_What is expected_: Copy exactly the lines from the "Question. Place a dot on every instance of the man in" line to the end, both included, and nothing else.

_Raw data_:
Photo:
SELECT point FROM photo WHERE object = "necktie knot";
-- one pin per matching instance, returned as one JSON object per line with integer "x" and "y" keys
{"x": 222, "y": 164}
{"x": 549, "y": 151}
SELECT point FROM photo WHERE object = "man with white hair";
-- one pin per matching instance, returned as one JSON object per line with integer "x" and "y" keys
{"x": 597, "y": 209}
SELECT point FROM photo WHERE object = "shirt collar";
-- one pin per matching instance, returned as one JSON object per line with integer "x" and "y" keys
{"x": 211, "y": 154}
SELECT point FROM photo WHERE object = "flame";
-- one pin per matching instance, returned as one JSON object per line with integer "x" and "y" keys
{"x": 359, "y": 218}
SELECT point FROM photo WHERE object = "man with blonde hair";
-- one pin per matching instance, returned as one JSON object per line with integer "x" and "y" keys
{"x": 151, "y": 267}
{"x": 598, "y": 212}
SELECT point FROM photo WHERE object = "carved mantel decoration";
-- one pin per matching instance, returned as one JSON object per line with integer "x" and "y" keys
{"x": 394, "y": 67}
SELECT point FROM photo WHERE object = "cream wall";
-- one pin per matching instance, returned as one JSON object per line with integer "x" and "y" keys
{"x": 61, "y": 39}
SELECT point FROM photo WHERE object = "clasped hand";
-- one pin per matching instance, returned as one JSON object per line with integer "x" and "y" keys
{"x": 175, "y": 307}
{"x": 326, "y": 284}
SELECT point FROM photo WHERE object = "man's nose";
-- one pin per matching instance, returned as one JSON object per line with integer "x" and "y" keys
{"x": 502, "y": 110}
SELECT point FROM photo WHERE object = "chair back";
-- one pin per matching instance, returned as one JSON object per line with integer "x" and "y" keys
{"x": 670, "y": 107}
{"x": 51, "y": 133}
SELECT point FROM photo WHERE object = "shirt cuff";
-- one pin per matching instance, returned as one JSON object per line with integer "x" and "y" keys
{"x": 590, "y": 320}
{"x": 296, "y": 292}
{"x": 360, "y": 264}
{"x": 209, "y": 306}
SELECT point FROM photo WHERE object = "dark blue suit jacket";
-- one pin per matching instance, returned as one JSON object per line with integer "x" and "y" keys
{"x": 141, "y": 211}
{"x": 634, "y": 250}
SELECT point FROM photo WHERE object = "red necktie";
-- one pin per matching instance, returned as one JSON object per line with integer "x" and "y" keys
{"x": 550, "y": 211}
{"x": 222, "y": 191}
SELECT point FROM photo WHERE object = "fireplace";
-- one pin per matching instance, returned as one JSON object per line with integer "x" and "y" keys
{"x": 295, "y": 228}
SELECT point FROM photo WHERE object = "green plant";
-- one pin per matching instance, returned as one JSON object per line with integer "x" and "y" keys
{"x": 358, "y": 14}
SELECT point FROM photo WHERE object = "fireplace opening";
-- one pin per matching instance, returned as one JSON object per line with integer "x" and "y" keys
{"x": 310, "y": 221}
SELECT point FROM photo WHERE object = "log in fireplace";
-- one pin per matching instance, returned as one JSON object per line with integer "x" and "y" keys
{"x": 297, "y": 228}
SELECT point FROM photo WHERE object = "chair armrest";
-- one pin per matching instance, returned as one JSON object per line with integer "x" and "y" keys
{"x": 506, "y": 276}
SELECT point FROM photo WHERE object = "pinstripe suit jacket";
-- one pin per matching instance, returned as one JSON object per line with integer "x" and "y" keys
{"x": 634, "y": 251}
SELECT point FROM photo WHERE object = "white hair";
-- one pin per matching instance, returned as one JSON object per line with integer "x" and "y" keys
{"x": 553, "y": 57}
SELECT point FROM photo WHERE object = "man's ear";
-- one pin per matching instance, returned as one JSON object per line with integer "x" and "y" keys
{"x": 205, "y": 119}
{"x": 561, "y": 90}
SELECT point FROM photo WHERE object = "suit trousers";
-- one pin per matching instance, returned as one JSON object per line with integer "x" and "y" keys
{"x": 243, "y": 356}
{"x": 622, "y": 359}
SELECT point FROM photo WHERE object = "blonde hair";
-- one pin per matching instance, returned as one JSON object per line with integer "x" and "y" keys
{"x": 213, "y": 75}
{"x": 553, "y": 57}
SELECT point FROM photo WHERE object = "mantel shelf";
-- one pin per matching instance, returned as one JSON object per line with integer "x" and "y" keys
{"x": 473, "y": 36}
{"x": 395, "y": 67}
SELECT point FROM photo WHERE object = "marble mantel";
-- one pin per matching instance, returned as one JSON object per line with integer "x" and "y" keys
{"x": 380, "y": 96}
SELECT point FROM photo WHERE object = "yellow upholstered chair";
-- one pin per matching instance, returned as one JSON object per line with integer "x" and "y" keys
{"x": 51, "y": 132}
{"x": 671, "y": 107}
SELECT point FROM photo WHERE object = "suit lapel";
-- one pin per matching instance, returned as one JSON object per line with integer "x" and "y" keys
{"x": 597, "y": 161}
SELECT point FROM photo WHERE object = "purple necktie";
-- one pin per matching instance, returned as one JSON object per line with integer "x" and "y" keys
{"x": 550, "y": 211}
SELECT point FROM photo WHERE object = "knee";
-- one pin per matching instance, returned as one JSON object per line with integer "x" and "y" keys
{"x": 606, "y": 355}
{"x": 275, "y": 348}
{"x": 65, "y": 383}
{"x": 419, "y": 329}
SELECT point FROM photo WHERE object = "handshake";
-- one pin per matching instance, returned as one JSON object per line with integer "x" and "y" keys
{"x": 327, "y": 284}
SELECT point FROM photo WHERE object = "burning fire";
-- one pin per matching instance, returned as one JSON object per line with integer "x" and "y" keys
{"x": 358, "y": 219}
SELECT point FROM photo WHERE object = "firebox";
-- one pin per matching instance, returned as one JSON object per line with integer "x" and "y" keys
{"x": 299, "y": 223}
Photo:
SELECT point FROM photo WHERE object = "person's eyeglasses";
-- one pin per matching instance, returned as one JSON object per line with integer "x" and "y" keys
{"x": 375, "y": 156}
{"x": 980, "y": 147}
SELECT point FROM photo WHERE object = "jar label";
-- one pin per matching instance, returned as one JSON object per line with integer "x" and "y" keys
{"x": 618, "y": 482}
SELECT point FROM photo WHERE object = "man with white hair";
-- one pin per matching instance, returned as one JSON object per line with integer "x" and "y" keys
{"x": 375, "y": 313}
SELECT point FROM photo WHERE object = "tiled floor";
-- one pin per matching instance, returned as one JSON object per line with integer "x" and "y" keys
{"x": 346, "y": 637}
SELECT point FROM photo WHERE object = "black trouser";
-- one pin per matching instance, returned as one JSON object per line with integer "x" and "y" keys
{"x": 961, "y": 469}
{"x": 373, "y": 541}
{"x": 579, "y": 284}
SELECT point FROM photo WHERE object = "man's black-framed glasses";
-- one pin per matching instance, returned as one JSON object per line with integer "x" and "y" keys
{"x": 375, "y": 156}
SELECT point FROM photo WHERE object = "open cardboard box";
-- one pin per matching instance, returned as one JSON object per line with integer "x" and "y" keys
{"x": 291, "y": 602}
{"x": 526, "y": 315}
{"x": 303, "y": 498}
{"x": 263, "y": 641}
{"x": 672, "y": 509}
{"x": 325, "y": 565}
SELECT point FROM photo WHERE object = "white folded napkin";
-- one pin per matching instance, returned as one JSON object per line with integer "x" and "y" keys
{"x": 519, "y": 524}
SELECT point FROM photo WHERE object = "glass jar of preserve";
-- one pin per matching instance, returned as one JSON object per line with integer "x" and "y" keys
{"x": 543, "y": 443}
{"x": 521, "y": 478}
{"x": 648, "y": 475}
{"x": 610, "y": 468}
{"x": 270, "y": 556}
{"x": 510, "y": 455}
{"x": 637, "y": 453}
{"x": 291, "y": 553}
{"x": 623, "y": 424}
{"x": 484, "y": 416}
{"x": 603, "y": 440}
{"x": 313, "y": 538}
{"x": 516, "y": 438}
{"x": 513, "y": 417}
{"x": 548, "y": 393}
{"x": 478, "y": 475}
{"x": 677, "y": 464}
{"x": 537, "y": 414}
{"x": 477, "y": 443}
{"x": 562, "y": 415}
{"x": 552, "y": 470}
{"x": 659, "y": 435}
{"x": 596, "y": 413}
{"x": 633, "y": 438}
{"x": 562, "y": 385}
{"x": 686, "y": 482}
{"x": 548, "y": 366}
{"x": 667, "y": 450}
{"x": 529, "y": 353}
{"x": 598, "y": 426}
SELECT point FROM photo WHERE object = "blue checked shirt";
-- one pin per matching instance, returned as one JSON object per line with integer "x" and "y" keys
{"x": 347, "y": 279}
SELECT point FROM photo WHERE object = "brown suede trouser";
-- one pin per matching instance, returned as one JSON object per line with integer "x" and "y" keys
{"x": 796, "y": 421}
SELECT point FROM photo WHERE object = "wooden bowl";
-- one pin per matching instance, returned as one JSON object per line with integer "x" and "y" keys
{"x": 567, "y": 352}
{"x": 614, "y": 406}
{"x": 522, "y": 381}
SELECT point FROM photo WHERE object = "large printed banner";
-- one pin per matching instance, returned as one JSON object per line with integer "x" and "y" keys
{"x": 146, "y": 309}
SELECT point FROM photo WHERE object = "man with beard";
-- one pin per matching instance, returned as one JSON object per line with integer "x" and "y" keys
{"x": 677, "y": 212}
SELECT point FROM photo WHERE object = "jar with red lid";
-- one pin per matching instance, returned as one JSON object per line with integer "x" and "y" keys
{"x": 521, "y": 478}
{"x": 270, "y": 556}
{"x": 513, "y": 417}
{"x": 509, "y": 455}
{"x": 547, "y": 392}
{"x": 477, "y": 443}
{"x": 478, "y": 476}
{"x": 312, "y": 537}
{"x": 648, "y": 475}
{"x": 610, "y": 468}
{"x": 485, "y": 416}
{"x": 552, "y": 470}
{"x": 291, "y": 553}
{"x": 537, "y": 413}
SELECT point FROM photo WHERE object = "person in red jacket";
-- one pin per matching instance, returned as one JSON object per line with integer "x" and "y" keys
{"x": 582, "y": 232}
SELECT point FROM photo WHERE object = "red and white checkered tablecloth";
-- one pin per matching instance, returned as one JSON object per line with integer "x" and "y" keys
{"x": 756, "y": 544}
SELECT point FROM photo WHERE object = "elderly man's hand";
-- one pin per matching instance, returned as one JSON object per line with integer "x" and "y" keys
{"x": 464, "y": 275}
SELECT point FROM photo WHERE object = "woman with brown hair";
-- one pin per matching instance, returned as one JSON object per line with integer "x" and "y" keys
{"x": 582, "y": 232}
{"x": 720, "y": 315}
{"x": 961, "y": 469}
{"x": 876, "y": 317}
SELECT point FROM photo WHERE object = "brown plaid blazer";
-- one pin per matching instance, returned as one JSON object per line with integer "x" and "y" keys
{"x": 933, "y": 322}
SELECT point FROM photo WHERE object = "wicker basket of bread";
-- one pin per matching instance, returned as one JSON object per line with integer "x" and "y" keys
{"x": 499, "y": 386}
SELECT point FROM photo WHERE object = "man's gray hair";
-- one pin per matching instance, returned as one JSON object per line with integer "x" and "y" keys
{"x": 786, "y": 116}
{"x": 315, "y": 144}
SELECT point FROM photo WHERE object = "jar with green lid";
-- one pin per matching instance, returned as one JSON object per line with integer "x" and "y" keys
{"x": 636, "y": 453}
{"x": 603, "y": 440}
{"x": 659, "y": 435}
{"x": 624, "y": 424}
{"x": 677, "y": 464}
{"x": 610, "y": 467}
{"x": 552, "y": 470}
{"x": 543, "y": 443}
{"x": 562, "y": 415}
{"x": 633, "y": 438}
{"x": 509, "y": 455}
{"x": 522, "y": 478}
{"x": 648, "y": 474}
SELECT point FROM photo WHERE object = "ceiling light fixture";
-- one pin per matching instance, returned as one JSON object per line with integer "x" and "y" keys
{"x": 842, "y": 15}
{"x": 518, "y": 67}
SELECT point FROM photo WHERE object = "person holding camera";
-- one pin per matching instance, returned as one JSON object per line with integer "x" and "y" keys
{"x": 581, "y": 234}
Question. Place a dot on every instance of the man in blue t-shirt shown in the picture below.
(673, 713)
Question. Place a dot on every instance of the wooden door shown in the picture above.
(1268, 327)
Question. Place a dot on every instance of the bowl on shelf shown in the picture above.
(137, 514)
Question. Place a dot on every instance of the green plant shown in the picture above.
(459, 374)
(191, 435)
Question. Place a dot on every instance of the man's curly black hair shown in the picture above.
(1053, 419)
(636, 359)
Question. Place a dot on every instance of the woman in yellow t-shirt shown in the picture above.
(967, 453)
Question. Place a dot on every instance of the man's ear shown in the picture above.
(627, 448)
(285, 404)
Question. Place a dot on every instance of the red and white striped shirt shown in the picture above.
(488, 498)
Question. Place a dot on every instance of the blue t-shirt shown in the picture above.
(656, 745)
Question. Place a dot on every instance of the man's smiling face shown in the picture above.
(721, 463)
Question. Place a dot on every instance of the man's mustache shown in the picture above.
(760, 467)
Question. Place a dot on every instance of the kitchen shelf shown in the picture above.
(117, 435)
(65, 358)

_Finished task_:
Question. Place a dot on every instance of the man in blue t-shirt shown in the picture below.
(673, 713)
Question. Place a dot on every instance of the wooden door shown in the picture above.
(1268, 327)
Question. Place a dot on every instance of the bowl on shelf shown in the picture above.
(137, 514)
Question. Place a dot on every instance of the green plant shown in the picture above.
(459, 374)
(191, 435)
Question. Place a dot on every instance of the man's curly black hair shown in the picture above.
(1053, 419)
(636, 359)
Question. Place a dot on every instance of the woman in yellow t-shirt shown in the picture above.
(967, 453)
Question. Place a dot on every instance of the man's ear shown in the picture above.
(627, 448)
(285, 404)
Question. Place a dot on every instance of the red and white striped shirt shown in the picture above.
(488, 498)
Question. Place a dot on every instance of the blue t-shirt shown in the picture above.
(656, 745)
Question. Place a dot on every instance of the man's smiling face shown in the picture above.
(721, 463)
Question. Place a dot on every instance of the man's mustache shown in the picture above.
(760, 467)
Question. Place a dot on every instance of the kitchen shelf shown in the picture above.
(117, 435)
(65, 358)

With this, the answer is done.